Question

what is the inverse of (x+2)^3

Need ASAP Will medal

Answer 1

solve \[x=(y+2)^3\]for \(y\) in two steps

Answer 2

a) take the cubed root of both sides
b) subtract 2 from both sides

Answer 3

In general (for odd integer \(n\)).
I added a b coefficient, or else it would have been too explicit, although it already is pretty simple.

Suppose you want to find the inverse of the following function,

\(\color{#000000 }{ \displaystyle f(x)=b(x+a)^n }\)

■ replacing f(x), by y for convinience

\(\color{#000000 }{ \displaystyle y=b(x+a)^n }\)

■ swiping the x and the y

\(\color{#000000 }{ \displaystyle x=b(y+a)^n }\)

■ swiping the x and the y

\(\color{#000000 }{ \displaystyle x=b(y+a)^n }\)

■ solve for y.

\(\color{#000000 }{ \displaystyle \sqrt[n]{x}=\sqrt[n]{b(y+a)^n} }\)

DATA EXTRACT –
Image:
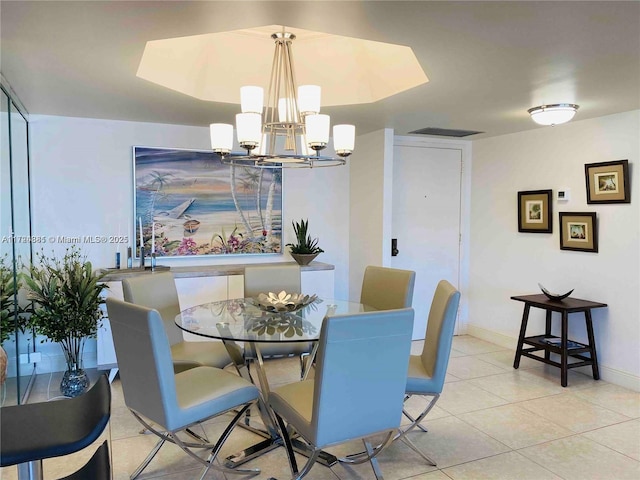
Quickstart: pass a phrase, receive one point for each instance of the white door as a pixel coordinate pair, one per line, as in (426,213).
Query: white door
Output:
(426,220)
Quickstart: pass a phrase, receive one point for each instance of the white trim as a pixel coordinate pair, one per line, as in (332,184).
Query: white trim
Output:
(611,375)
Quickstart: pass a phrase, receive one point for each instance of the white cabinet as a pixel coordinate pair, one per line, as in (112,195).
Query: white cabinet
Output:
(197,290)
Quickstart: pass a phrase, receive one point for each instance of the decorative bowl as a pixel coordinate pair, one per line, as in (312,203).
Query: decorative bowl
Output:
(283,301)
(555,296)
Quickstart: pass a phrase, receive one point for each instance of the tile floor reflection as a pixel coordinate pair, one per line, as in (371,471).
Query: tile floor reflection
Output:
(491,422)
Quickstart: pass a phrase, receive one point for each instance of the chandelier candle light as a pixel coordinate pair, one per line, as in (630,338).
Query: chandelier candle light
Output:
(292,132)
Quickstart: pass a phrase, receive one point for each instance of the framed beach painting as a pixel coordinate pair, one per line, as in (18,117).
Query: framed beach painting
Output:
(187,203)
(578,231)
(535,211)
(608,182)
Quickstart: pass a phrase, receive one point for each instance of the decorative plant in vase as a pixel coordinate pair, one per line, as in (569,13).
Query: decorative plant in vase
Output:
(11,313)
(67,296)
(305,249)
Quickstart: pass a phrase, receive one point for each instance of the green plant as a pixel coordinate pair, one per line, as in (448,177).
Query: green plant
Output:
(11,313)
(66,292)
(304,243)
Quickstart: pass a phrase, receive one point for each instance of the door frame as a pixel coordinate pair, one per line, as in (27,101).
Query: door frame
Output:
(465,148)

YOUR GOAL – Continue the forum thread on finding the inverse of (x+2)^3, starting right after its last line.

FINAL RESULT –
\(\color{#000000 }{ \displaystyle \sqrt[n]{x}=\sqrt[n]{~b~}\cdot \sqrt[n]{(y+a)^n} }\)

\(\color{#000000 }{ \displaystyle \sqrt[n]{x}=\sqrt[n]{~b~}(y+a) }\)

\(\color{#000000 }{ \displaystyle \sqrt[n]{x}=y\sqrt[n]{~b~}+a\sqrt[n]{~b~} }\)

\(\color{#000000 }{ \displaystyle \sqrt[n]{x}-a\sqrt[n]{~b~}=y\sqrt[n]{~b~} }\)

\(\color{#000000 }{ \displaystyle \frac{\sqrt[n]{x}-a\sqrt[n]{~b~}}{\sqrt[n]{~b~}}=y }\)

■ since y is an inverse function, it has a notation \(\).

\(\color{#000000 }{ \displaystyle f^{-1}(x)=\frac{\sqrt[n]{x}-a\sqrt[n]{~b~}}{\sqrt[n]{~b~}} }\)